## Scopo del compito
Riporti fedelmente il passo dell'articolo sull'eccesso di farmaci nei bambini che inizia con "Proprio no. Il" e termina con "che mietono vittime.".

━━ Testo estratto ━━

Allarme: i bambini prendono troppi farmaci. Ma di chi è davvero la colpa?
30 Gennaio 2011
Il recente rapporto dell’Osservatorio sull’impiego dei Medicinali (Osmed) svela il sovraccarico di farmaci cui sono sottoposti i bambini in Italia. Fenomeno noto, ma di cui si ha ora qualche dato allarmante. Tra il 2004 e il 2009, si legge, il numero di dosi giornaliere di farmaci rimborsabili assunti dai bimbi tra 0 e 4 anni è aumentato del 29%. E’ un’enormità! La colpa? Ne parla Repubblica del 28 gennaio: per alcuni dei genitori, per altri dei medici. Per altri ancora dell’alterazione del rapporto tra i due, che ora è ridotto ad una logica da supermarket, e in cui il rapporto di fiducia “si è rovesciato”, dato che ora non è il paziente che si fida del medico, ma il medico che si fida che il paziente ci abbia azzeccato ad autodiagnosticarsi malattia e cura. E fin qui siamo assolutamente d’accordo: il rapporto medico-paziente in pediatria è da rivedere e migliorare, i genitori non sanno fare i genitori, portano i figli al pronto soccorso o li imbottiscono di medicine per un nonnulla e il medico non sa dire di no.
E su Repubblica il discorso qui finisce. Ma è tutto qui?
Proprio no. Il dramma vero è quale sia la causa di tutto questo, causa che non si vuole affrontare. Perché? Perché nella cultura occidentale abbiamo due dogmi: i bambini sono un optional, e la vita è vita solo se di alta qualità; dogmi che mietono vittime.
Dal primo slogan “bambini=optional” emerge chiaro che tutto possono fare i bambini tranne che rompere le scatole. Stanno male? “Devono”(!) guarire. Tertium non datur. Il bambino malato semplicemente non è contemplato in questa cultura. Ma che diamine: non lo avevamo fatto “quando lo dicevamo noi”, “come lo dicevamo noi”, garantito da ogni malattia e handicap avendogli addirittura analizzato i cromosomi prima che nascesse sennò lo ridavamo indietro (leggasi: lo abortivamo)? E ora si ammala? Impossibile! E giù medicine per far sparire il dubbio che il nostro bambolotto sia qualcosa meno che perfetto. La salute è un diritto costituzionale anche del bambino, “e deve essere garantita: se non guarisce non è garantita, ma questo è impossibile, dunque deve esistere la medicina per far passare tutto! Non è pensabile che ci abbiano dato un diritto che non possono garantire!”

━━━
━━ Dati forniti ━━

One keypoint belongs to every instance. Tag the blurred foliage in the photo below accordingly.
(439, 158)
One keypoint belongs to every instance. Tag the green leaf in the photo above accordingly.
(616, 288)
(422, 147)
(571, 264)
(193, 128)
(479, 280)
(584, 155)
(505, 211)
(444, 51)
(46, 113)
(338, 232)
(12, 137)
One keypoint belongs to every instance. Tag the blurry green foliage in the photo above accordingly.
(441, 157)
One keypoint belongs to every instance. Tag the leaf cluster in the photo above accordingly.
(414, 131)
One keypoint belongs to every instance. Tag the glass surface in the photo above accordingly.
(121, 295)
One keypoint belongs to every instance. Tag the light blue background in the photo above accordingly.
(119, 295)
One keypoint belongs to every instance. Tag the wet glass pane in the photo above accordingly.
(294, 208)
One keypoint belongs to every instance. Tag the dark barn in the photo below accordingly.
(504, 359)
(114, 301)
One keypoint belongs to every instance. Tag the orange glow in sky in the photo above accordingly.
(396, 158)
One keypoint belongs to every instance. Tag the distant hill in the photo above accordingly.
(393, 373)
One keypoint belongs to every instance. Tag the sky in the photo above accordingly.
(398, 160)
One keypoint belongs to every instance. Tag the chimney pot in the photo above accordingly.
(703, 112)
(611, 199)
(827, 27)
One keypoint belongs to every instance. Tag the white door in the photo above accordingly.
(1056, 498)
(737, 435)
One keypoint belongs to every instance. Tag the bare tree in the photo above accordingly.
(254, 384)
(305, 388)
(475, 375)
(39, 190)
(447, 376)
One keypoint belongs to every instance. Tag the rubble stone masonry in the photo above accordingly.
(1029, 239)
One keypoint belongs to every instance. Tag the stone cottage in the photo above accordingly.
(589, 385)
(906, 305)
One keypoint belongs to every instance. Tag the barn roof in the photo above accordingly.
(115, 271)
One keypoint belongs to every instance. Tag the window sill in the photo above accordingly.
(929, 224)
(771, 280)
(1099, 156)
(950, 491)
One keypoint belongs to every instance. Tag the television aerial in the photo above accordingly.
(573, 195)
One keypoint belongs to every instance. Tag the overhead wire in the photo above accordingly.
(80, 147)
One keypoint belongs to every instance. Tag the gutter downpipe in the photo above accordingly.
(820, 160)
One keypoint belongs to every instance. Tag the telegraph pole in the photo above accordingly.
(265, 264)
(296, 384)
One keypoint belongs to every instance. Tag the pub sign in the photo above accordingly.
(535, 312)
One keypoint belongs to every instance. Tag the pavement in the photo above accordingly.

━━━

## Risposta scritta
Proprio no. Il dramma vero è quale sia la causa di tutto questo, causa che non si vuole affrontare. Perché? Perché nella cultura occidentale abbiamo due dogmi: i bambini sono un optional, e la vita è vita solo se di alta qualità; dogmi che mietono vittime.